- _SUPPLIED TEXT_:
━━━━━━━━━━━━━━━━━━━━━━━━━━━━━━
Chad refering to Smith & Smith as a ‘pop-up’ shop made me picture some trendy pop-up staffed by hipster assassins. “Welcome to Humford & Sons’ Contract Killings. Would sir care for a decaf soy latte whilst you peruse our offerings? Ah, sir has a good eye - Anais is busy whipping up a fresh batch of our artisinal digitalis poison, made by crushing locally sourced foxgloves with a pestle and mortar made from Himalayan rock salt. Or perhaps sir prefers a killing with a more personal, human touch? Kai here is hand-braiding a mulberry silk garrote, enhanced in the center with a Savoy Knot, and wielded in the traditional Thuggee manner - or Phansigar, if one prefers the Southern Indian term. Pardon? Strangle someone with our hands? Oh, sir is clearly a wit, ha ha!”
━━━━━━━━━━━━━━━━━━━━━━━━━━━━━━
- _SET EXERCISE 1_: How would you say this sentence from the passage about the pop-up shop in Spanish: "Or perhaps sir prefers a killing with a more personal, human touch?"

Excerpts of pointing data
━━━━━━━━━━━━━━━━━━━━━━━━━━━━━━
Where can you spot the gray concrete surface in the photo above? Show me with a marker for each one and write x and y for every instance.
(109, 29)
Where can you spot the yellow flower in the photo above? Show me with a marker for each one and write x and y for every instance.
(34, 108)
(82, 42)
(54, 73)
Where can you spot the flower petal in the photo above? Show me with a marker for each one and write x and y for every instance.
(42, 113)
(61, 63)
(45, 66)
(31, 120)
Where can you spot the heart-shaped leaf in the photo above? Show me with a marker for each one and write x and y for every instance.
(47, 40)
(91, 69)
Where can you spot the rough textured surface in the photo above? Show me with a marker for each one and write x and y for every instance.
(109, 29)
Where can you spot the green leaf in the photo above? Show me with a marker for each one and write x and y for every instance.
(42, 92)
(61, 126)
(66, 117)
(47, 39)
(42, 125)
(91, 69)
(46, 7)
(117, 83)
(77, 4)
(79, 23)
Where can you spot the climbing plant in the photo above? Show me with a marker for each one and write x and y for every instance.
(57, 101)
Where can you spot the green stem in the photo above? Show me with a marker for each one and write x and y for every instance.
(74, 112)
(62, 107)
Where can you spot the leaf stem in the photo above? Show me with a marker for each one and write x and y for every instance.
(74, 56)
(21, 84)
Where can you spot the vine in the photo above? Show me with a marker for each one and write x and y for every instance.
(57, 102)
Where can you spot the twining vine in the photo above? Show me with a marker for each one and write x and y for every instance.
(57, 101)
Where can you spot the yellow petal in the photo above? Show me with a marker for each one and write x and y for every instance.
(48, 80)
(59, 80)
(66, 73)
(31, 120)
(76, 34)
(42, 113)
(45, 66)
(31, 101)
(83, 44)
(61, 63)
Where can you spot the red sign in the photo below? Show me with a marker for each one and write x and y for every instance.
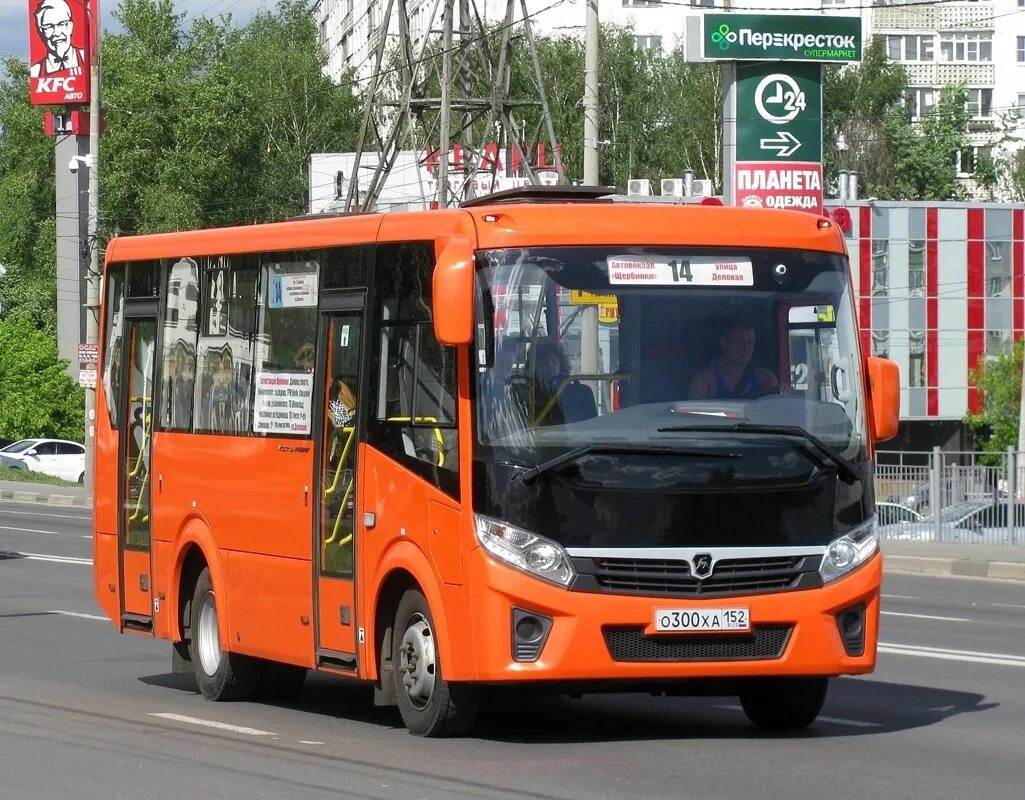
(795, 185)
(58, 50)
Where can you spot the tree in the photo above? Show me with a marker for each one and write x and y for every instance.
(926, 155)
(37, 397)
(999, 385)
(856, 103)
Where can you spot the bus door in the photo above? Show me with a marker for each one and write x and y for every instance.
(136, 418)
(336, 529)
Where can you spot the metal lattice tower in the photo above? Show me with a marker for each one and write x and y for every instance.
(401, 114)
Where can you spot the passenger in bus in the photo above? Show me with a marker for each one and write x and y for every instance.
(556, 399)
(732, 375)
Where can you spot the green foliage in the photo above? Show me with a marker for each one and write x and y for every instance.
(856, 102)
(37, 396)
(925, 163)
(999, 385)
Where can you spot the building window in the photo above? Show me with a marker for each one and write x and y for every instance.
(912, 47)
(647, 42)
(919, 102)
(967, 47)
(979, 103)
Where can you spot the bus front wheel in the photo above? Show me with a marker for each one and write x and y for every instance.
(429, 706)
(219, 675)
(784, 704)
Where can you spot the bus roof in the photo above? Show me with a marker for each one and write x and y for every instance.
(523, 224)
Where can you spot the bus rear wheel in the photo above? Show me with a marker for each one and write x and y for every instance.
(219, 675)
(429, 706)
(784, 704)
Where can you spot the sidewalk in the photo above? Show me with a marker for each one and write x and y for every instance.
(928, 558)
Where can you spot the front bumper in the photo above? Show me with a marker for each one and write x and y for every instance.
(607, 637)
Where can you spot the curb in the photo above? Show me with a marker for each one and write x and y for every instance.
(1002, 570)
(45, 498)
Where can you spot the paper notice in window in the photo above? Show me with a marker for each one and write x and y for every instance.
(684, 271)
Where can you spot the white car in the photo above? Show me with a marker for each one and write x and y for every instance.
(50, 456)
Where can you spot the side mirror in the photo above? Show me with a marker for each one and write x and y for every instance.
(884, 389)
(453, 293)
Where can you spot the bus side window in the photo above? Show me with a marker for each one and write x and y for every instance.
(414, 376)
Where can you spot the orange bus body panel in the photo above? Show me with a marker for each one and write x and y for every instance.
(250, 493)
(401, 541)
(532, 226)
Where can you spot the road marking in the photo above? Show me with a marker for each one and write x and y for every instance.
(44, 557)
(33, 530)
(209, 723)
(971, 656)
(35, 514)
(927, 616)
(79, 614)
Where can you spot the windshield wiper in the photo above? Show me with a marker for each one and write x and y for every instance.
(531, 475)
(789, 432)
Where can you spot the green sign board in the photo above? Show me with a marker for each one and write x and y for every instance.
(779, 112)
(787, 37)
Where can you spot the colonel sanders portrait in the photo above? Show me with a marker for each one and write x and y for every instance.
(55, 27)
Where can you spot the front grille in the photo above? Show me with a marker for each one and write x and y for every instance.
(764, 642)
(731, 575)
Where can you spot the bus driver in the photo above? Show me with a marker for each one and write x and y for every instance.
(732, 375)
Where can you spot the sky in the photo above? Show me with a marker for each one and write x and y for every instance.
(14, 17)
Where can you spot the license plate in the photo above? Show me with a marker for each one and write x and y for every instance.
(675, 620)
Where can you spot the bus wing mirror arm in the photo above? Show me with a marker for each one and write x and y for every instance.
(884, 390)
(453, 292)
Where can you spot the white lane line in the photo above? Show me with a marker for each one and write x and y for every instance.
(209, 723)
(44, 557)
(35, 514)
(971, 656)
(79, 615)
(927, 616)
(34, 530)
(855, 723)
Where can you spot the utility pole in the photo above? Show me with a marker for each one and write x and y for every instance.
(589, 353)
(406, 117)
(92, 242)
(590, 95)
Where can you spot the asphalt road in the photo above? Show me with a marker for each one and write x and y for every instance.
(88, 713)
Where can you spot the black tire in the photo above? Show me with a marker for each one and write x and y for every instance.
(220, 675)
(429, 706)
(280, 682)
(784, 704)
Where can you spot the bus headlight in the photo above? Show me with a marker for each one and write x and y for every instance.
(850, 551)
(528, 552)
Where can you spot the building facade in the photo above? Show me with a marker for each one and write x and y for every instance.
(941, 287)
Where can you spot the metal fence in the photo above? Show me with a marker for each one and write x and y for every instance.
(941, 495)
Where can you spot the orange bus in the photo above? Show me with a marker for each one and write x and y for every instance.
(545, 438)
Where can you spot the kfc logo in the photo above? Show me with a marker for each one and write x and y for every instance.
(59, 50)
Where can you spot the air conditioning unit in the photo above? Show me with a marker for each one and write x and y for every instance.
(702, 188)
(672, 187)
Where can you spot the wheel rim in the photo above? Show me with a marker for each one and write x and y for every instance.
━━━━━━━━━━━━━━━━━━━━━━━━━━━━━━
- _SET EXERCISE 2_: How many lines of the listing contain the string "building"? Treat case as significant, and give only the number.

- _FULL RESPONSE 1_: ¿O quizás el señor prefiere un asesinato con un toque más personal y humano?

- _FULL RESPONSE 2_: 2